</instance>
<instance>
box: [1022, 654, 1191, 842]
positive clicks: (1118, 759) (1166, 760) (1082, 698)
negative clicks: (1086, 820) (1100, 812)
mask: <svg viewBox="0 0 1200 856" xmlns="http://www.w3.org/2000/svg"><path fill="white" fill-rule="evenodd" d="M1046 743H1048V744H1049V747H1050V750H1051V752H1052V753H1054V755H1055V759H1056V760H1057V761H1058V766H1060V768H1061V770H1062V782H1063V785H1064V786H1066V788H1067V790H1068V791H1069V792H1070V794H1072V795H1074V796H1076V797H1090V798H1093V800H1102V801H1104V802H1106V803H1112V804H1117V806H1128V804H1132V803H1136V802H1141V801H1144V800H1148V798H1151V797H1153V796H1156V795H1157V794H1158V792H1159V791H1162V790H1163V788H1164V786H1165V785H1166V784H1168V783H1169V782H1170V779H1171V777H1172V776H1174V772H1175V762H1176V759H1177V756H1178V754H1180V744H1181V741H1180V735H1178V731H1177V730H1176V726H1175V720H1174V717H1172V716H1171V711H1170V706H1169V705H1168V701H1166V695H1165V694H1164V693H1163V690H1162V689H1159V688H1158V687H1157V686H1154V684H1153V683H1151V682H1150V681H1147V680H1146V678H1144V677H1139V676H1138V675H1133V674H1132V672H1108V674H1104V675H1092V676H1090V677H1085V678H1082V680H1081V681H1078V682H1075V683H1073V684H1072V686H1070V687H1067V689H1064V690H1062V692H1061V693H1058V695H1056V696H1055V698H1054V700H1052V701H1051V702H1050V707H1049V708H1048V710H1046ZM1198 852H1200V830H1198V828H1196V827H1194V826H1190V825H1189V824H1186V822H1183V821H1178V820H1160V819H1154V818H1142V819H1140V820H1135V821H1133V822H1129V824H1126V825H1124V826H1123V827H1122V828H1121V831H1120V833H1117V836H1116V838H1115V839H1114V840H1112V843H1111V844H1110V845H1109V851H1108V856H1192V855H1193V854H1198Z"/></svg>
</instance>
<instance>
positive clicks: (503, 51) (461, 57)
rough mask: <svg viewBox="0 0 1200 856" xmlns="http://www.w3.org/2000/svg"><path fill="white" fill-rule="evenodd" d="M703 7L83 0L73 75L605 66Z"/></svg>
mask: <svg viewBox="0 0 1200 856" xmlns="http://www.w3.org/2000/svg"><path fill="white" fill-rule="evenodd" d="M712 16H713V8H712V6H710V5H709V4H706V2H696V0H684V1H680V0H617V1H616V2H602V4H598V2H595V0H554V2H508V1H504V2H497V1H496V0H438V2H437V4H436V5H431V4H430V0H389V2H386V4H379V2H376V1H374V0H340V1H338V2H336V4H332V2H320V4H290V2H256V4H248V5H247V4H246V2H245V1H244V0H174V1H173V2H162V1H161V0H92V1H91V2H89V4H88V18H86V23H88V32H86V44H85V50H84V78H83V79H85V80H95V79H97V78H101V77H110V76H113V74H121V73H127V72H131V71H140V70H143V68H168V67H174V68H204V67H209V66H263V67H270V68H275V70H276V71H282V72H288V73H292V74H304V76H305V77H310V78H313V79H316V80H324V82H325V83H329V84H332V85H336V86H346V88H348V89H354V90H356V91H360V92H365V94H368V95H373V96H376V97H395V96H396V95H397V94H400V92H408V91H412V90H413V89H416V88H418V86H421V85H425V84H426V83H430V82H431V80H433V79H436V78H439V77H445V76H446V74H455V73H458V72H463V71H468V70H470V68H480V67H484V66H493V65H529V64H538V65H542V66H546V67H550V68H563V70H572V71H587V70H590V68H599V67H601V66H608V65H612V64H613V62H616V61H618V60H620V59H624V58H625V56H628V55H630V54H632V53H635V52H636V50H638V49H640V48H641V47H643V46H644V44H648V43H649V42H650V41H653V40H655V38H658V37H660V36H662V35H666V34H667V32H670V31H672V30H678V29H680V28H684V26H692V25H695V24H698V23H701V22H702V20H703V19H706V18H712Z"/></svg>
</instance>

*Exercise prompt*.
Render every line of the records above as a JSON list of strings, one string per line, leaving out blank lines.

*Answer box*.
[
  "</instance>",
  "<instance>",
  "box: [1022, 654, 1191, 842]",
  "positive clicks: (1118, 759) (1166, 760) (1082, 698)",
  "negative clicks: (1086, 820) (1100, 812)",
  "mask: <svg viewBox=\"0 0 1200 856\" xmlns=\"http://www.w3.org/2000/svg\"><path fill=\"white\" fill-rule=\"evenodd\" d=\"M1046 743H1048V744H1049V747H1050V750H1051V752H1052V753H1054V755H1055V759H1056V760H1057V761H1058V766H1060V768H1061V770H1062V782H1063V785H1064V786H1066V788H1067V790H1068V791H1069V792H1070V794H1072V795H1074V796H1076V797H1090V798H1093V800H1102V801H1104V802H1106V803H1112V804H1117V806H1128V804H1132V803H1136V802H1141V801H1144V800H1148V798H1151V797H1153V796H1156V795H1157V794H1158V792H1159V791H1162V790H1163V788H1164V786H1165V785H1166V784H1168V783H1169V782H1170V779H1171V777H1172V776H1174V772H1175V762H1176V759H1177V756H1178V754H1180V744H1181V741H1180V735H1178V731H1177V730H1176V726H1175V720H1174V717H1172V716H1171V711H1170V706H1169V705H1168V701H1166V695H1165V694H1164V693H1163V690H1162V689H1159V688H1158V687H1157V686H1154V684H1153V683H1151V682H1150V681H1147V680H1146V678H1144V677H1139V676H1138V675H1133V674H1132V672H1108V674H1104V675H1092V676H1090V677H1085V678H1082V680H1081V681H1078V682H1075V683H1073V684H1072V686H1070V687H1067V689H1064V690H1062V692H1061V693H1058V695H1056V696H1055V698H1054V700H1052V701H1051V702H1050V707H1049V708H1048V710H1046ZM1198 852H1200V830H1198V828H1196V827H1194V826H1190V825H1189V824H1186V822H1183V821H1178V820H1160V819H1154V818H1142V819H1140V820H1135V821H1133V822H1129V824H1126V825H1124V826H1123V827H1122V828H1121V831H1120V833H1117V836H1116V838H1115V839H1114V840H1112V843H1111V844H1110V845H1109V851H1108V856H1192V855H1193V854H1198Z\"/></svg>",
  "</instance>",
  "<instance>",
  "positive clicks: (503, 51) (461, 57)",
  "rough mask: <svg viewBox=\"0 0 1200 856\" xmlns=\"http://www.w3.org/2000/svg\"><path fill=\"white\" fill-rule=\"evenodd\" d=\"M703 7L83 0L73 75L605 66Z\"/></svg>",
  "mask: <svg viewBox=\"0 0 1200 856\" xmlns=\"http://www.w3.org/2000/svg\"><path fill=\"white\" fill-rule=\"evenodd\" d=\"M712 16H713V8H712V6H710V5H709V4H706V2H696V0H684V1H680V0H617V1H616V2H602V4H598V2H595V0H554V2H508V1H504V2H497V1H496V0H438V2H437V4H436V5H431V4H430V0H389V2H386V4H379V2H376V1H374V0H340V1H338V2H336V4H332V2H320V4H290V2H256V4H248V5H247V4H246V2H245V1H244V0H174V1H173V2H162V1H161V0H92V1H91V2H89V4H88V18H86V23H88V32H86V44H85V50H84V78H83V79H85V80H95V79H97V78H101V77H110V76H113V74H121V73H127V72H131V71H140V70H143V68H168V67H174V68H204V67H209V66H263V67H270V68H275V70H276V71H282V72H288V73H292V74H304V76H305V77H310V78H313V79H316V80H324V82H325V83H329V84H332V85H336V86H346V88H348V89H354V90H356V91H360V92H365V94H368V95H373V96H376V97H395V96H396V95H397V94H400V92H408V91H412V90H413V89H416V88H418V86H421V85H425V84H426V83H430V82H431V80H433V79H436V78H439V77H445V76H446V74H455V73H458V72H463V71H468V70H470V68H480V67H484V66H493V65H529V64H538V65H542V66H546V67H550V68H563V70H572V71H587V70H590V68H599V67H601V66H608V65H612V64H613V62H616V61H618V60H620V59H624V58H625V56H628V55H630V54H632V53H635V52H636V50H638V49H640V48H641V47H643V46H644V44H648V43H649V42H650V41H653V40H655V38H658V37H660V36H662V35H666V34H667V32H670V31H672V30H678V29H680V28H684V26H692V25H695V24H698V23H701V22H702V20H703V19H706V18H712Z\"/></svg>",
  "</instance>"
]